### Article
▬▬▬▬▬▬

The power to appoint public officers is an exercise of the executive power of government, divided, qualified, and balanced by the requirement of Senate participation in an exercise of the power, a provision designed to prevent excesses. Cf. Coates v. Windham, 613 S.W.2d 572, 576 (Tex.Civ.App.1981, no writ) (construing constitutional separation of powers provision). The Governor’s power of appointment derives solely from the Constitution or statute, the latter source of power being inapplicable here. Article IV, § 12 prescribes that all vacancies in State or district offices shall, unless otherwise provided by law, be filled by appointment of the Governor, which appointment shall be with the advice and consent of the requisite number of Senators. The phrase, “unless otherwise provided by law,” refers to the power of the Legislature to provide by statute for public offices other than those specified in the Constitution, and allows the Legislature to prescribe the manner for filling vacancies in those statutorily created public offices; provided, however, if the pertinent statute does not prescribe the manner for filling vacancies in those offices, then they shall be filled in the manner required by art. IV, § 12. Denison v. State, 61 S.W.2d 1017, 1020-21 (Tex.Civ.App.1933), writ ref’d, 122 Tex. 459, 61 S.W.2d 1022 (Tex.1933). Article IV, § 12 contemplates that the appointment of a public officer thereunder results from his nomination by the Governor, submitted to the Senate for its advice, consent, and confirmation. This extends to every exercise by the Governor of his appointing power, for

the clear import, language, and requirement of the Constitution is that any and every appointment by the Governor to fill a vacancy in a state or district office must be with the advice and consent of two-thirds of the Senate as in said section 12 provided.

Denison v. State, supra, at 1021.

▬▬▬▬▬▬

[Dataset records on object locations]
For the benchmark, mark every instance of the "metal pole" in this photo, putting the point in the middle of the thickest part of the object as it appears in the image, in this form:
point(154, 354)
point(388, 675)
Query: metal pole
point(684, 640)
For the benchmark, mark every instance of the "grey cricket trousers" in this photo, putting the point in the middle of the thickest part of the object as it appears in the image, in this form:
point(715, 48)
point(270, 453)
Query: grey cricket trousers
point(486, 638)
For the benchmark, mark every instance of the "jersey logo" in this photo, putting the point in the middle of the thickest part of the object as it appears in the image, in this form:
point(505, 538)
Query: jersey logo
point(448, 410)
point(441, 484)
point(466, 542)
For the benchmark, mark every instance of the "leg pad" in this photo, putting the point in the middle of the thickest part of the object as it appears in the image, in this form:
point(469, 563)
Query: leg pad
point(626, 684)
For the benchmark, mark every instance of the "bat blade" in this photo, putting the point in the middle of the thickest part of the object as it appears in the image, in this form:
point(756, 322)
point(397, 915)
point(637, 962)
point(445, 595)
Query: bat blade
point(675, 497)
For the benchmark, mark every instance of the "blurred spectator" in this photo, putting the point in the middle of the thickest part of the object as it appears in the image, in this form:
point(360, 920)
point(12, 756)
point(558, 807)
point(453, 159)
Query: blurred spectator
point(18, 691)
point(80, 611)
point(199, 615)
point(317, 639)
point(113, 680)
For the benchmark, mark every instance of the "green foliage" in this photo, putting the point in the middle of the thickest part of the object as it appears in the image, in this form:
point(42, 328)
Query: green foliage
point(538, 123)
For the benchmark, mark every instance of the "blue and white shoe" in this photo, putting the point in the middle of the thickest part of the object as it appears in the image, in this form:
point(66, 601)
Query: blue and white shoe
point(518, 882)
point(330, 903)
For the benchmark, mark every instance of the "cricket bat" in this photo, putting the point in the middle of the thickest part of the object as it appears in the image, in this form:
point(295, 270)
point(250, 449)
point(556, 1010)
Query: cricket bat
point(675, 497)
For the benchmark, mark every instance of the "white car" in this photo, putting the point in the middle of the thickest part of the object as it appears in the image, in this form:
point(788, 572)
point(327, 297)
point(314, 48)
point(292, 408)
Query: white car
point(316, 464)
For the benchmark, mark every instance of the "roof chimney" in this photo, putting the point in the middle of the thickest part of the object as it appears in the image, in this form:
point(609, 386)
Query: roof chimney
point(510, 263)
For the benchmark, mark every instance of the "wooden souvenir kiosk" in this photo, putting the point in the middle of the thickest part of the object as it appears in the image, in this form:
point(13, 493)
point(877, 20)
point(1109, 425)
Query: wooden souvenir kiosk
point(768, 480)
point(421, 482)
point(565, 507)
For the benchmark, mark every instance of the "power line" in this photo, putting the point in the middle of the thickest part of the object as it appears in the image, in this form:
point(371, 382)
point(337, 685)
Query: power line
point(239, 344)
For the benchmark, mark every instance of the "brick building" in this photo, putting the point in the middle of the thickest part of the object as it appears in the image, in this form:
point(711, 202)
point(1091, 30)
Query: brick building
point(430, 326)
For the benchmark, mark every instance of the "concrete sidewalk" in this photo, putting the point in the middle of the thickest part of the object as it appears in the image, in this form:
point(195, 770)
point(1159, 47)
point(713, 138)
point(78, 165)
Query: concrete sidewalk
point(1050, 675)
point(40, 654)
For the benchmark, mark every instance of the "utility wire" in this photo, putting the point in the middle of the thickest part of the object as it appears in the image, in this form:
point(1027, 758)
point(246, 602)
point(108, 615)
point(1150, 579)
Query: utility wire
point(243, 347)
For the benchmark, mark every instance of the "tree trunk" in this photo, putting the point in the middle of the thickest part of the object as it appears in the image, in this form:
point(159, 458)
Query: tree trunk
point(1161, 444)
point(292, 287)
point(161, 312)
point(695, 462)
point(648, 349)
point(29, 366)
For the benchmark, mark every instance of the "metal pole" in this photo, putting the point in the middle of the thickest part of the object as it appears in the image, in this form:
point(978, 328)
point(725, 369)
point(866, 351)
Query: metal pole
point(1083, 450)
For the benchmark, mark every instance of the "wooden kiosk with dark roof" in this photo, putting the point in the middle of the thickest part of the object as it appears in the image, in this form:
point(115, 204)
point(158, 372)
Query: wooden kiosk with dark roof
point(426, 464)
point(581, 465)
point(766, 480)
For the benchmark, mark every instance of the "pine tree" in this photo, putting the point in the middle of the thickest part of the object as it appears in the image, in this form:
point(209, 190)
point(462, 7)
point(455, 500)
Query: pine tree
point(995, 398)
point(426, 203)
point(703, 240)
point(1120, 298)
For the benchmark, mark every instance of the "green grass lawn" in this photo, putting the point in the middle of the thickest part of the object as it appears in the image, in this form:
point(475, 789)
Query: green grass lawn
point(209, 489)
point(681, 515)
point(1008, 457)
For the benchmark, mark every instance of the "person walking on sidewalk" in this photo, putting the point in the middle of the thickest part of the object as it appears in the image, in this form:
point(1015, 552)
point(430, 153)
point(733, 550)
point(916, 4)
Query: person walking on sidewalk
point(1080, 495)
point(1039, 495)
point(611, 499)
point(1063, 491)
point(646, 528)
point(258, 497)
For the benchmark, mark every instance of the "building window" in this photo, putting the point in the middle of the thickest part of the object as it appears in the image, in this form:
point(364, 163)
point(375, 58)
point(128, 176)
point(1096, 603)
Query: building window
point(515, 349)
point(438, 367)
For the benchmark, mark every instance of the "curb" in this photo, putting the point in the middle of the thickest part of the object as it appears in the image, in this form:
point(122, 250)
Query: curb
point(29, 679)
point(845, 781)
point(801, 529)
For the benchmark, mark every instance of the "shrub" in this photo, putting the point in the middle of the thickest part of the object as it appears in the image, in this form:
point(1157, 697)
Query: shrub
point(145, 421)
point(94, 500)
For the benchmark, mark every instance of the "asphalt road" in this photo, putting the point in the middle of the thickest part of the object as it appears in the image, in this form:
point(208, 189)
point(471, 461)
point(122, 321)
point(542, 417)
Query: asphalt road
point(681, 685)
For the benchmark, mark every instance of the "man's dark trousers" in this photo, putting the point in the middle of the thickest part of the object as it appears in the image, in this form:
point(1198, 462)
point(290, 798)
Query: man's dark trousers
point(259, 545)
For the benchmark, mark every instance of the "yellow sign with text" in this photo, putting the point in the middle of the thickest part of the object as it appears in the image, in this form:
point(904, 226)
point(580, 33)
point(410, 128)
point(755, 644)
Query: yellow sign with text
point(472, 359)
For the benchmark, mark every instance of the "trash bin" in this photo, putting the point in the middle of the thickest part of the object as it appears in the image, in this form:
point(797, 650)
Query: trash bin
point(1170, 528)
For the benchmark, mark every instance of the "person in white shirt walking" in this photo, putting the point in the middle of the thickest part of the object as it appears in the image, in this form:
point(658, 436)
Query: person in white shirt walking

▬▬▬▬▬▬

### Written request
Reproduce the portion of the passage on the Governor's appointment power starting with "the clear import, language, and" and going on through "supra, at 1021.".

### Result of this exercise
the clear import, language, and requirement of the Constitution is that any and every appointment by the Governor to fill a vacancy in a state or district office must be with the advice and consent of two-thirds of the Senate as in said section 12 provided.

Denison v. State, supra, at 1021.